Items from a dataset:
□ □ □ □
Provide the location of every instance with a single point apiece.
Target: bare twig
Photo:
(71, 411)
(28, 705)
□ □ □ □
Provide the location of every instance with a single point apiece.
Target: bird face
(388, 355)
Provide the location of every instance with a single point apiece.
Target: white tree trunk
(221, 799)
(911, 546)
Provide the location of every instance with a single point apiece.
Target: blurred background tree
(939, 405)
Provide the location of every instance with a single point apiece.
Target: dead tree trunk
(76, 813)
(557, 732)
□ □ □ □
• **Your goal**:
How many lines of the records contain the word "trunk"? State only the number.

• **Result of this task**:
2